> [Problem]
Repeat every line of the records below, requests included, but multiply each point coordinate in the answers by 1.95 and round it to a whole number, with halves rounded up. Leave the pictures out.

> [Exercise materials]
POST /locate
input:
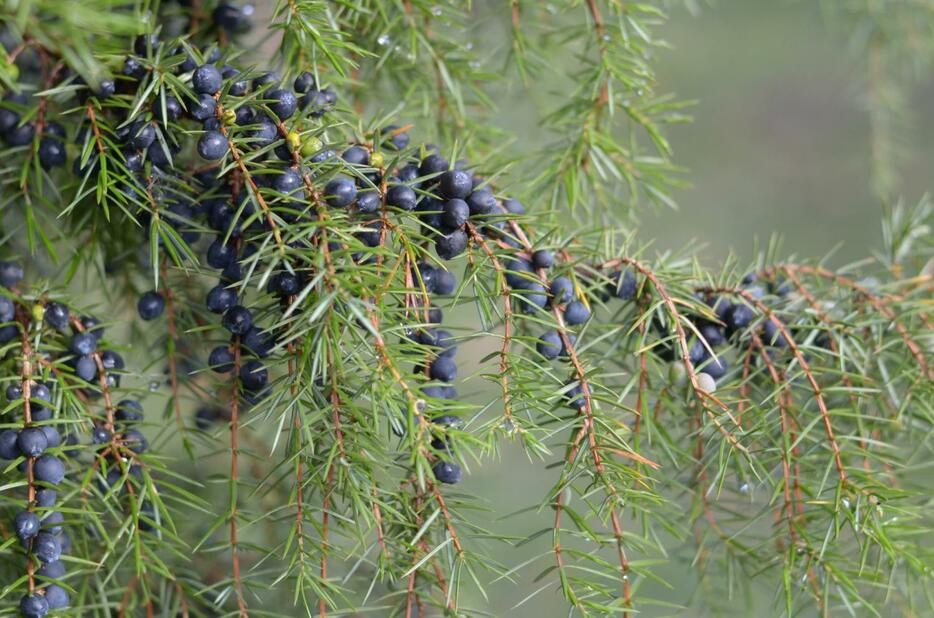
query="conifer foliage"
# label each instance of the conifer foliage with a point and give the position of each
(344, 320)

> [Result of this task]
POST /locate
input:
query="conifer foliage"
# label each instance of the conifer foliage with a point and give the position of each
(671, 624)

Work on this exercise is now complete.